• **Aim of the task**
Copy out all the rows below, swapping "drops a pin" for "places a marker" wherever it occurs and leaving everything else unchanged. Leave the pictures out of your copy.

BEGIN Data entries

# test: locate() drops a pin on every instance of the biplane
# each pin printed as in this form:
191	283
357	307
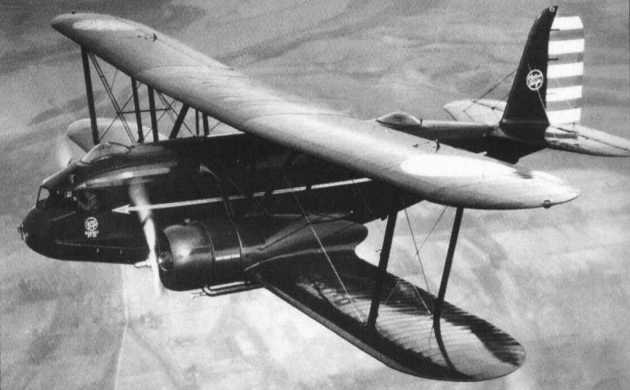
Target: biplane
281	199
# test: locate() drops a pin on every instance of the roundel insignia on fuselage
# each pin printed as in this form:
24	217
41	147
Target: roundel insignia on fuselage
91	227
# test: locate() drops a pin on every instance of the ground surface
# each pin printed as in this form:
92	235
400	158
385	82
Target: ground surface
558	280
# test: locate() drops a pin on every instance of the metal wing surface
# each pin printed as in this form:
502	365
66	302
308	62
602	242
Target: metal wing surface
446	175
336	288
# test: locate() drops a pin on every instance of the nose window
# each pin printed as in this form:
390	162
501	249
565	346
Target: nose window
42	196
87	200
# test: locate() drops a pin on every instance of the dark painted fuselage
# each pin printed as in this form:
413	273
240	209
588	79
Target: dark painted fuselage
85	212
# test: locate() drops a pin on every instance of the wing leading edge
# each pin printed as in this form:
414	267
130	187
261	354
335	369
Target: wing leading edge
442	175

END Data entries

• **Exercise result**
# test: locate() places a marker on every instance of the biplane
# each pin printed as in this form:
191	283
357	307
Target: biplane
281	199
# test: locate() places a marker on every instance of the roundel insignia on fuselage
# each pin printed as in this form:
24	217
41	147
Target: roundel insignia on fuselage
91	227
# test: locate() places a marker on every instance of the ground surface
# each pin printed as in this form:
92	235
400	158
385	82
Target: ground surface
558	280
# test: locate() places a marker on every instance of the metal wing surface
# each pin printed as in this form:
502	365
66	302
308	62
602	242
Target: metal wing surface
446	175
336	288
# test: locate() places a marker on every instance of the nose window
# each pin printed as in this form:
390	162
501	249
565	346
Target: nose window
42	196
87	200
# test: locate() places a marker on every instance of the dark painted fuselage
# each pin printed as in this form:
413	273
240	209
588	79
Target: dark painted fuselage
85	212
# test: locate() places a marker on every instance of the wing leading edge
# each pin printed as in this form:
414	267
130	187
261	354
335	369
Target: wing leading edge
442	175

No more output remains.